» **SEITENAUSZUG**
Gleiches Recht für alle Mitarbeiter

Was war/ist Ihre größte Herausforderung?

Stets auf’s Neue das richtige Maß in allem zu finden, im Geben und im Nehmen, zwischen Ich und Du, zwischen Lauheit und Anmaßung, zwischen Vision und Realitätsbezug. Ein Leben in Balance zu führen.

Wie schwierig ist es für Sie, Familie und Karriere unter einen Hut zu bekommen?

Zum größten Teil gehört diese Fragestellung meiner Vergangenheit an. Ob es schwierig war/ist, halte ich primär für eine Frage der eigenen erwachsenen Entscheidungskompetenz. Unter den Rahmenbedingungen, die gegolten haben, als meine Kinder klein waren  (maximal ein Jahr Karenz, keine Möglichkeit in Elternteilzeit zu arbeiten, habe ich mich bewusst dafür entschieden, meinen damals großartigen ORF-Vertrag zu kündigen und erst zehn Jahre später wieder zur Gänze ins Berufsleben einzusteigen. In Hinblick auf die Höhe meiner zu erwartenden Pension deute  ich diese Entscheidungen heute aus wirtschaftlicher Sicht als mittlere Katastrophe für mich, und in Hinblick auf die emotionellen Erfahrungen als eine wunderbare Bereicherung, die ich um keinen Preis missen möchte. Für mich ist es beides – Verlust wie Gewinn. Und ich neige dazu, dem Verlust weniger Bedeutung zu geben als dem Gewinn. Als ein guter dritter Weg aus dem Vereinbarkeitsdilemma für die Zukunft  erscheint mir eine ausbalancierte Verteilung von Arbeit und Betreuungspflichten unter Frauen und Männern bis hin zum Top-Sharing.

Welche Chancen bietet der ORF Frauen in Bezug auf berufliche Entfaltung?

[Einträge mit Regionsumrissen]

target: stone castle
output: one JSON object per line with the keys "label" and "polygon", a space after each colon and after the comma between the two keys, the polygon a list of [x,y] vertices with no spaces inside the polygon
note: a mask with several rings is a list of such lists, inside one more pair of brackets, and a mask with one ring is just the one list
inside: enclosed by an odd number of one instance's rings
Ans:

...

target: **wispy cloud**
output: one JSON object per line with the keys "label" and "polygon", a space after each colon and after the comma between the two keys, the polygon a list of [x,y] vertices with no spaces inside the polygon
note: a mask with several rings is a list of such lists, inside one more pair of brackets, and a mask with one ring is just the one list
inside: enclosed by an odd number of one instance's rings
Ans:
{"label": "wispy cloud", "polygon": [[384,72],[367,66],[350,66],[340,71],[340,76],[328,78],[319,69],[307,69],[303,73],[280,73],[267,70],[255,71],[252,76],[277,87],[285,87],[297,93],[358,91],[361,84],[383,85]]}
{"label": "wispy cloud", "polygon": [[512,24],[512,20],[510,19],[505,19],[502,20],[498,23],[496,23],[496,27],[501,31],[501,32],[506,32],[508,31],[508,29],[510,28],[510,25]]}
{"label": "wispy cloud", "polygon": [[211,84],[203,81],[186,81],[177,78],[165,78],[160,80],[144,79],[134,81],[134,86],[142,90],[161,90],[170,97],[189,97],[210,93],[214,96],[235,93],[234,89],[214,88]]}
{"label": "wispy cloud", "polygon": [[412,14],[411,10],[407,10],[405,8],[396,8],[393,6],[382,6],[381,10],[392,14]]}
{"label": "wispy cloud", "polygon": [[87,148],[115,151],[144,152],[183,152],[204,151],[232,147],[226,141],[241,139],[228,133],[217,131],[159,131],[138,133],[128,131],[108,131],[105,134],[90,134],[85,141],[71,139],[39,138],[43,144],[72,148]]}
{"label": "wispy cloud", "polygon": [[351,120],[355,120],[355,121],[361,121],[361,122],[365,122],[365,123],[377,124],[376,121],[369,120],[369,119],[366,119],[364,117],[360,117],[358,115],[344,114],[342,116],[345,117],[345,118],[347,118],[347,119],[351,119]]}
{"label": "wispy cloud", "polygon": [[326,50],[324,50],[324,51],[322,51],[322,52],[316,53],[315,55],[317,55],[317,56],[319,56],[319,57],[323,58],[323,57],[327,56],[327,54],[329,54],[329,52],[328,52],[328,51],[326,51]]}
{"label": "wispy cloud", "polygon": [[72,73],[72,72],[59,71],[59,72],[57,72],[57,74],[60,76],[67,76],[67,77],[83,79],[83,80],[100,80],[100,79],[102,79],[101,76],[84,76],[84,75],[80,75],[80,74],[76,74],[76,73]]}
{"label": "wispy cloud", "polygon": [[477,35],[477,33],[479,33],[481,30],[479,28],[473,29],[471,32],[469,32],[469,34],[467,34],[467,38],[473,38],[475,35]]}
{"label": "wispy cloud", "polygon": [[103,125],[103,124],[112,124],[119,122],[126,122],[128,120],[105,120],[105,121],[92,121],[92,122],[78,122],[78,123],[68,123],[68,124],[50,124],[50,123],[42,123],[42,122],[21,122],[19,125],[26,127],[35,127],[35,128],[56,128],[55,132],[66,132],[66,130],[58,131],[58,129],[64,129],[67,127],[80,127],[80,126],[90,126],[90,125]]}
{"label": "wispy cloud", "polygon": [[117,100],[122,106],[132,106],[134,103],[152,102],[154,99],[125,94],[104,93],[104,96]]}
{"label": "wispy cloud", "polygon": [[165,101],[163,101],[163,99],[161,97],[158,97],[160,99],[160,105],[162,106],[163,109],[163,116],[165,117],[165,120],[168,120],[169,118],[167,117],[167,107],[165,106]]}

» **WAS ZU TUN IST**
Setze das Interview über Familie und Karriere beim ORF nach der zuletzt gestellten Frage fort.

» **ERGEBNIS FOLGT**
Einerseits gibt es ein im Gleichstellungsplan definiertes Regelwerk, das Frauen, die an einer Karriere innerhalb der ORF-Strukturen interessiert sind, bestmögliche Förderung zukommen lässt, d.h., so lange ihnen das kleinere Stück von (Karriere-)Kuchen zukommt, erhalten sie die Rosinen dazu, wie ein „Curriculum zur Karriereförderung von Frauen“. Andererseits wird darauf geachtet, dass die fachliche Höherqualifikation von Frauen zunehmend honoriert wird, da sich zum einen die Zahl der Führungspositionen im Unternehmen verringert, wovon Frauen wie Männer betroffen sind,  und es zum anderen überwiegend die Frauen im Unternehmen sind, die eine fachliche Karriere gegenüber einer hierarchischen bevorzugen. Im Sinn bestmöglicher Vereinbarkeit bietet der ORF bereits bis zu drei Elternkarenzjahre sowie Elternteilzeit bis zum elften Lebensjahr des Kindes und in den administrativen Bereichen auch Teleworking an. Darüber hinaus hat sich der ORF dazu entschlossen, Top-Sharing, d.h. das Modell Frauen und Männer  in Teilzeit und Führung, einzuführen, und Anreize zu temporärer Teilzeitarbeit  für Männer mit Betreuungspflichten zu schaffen.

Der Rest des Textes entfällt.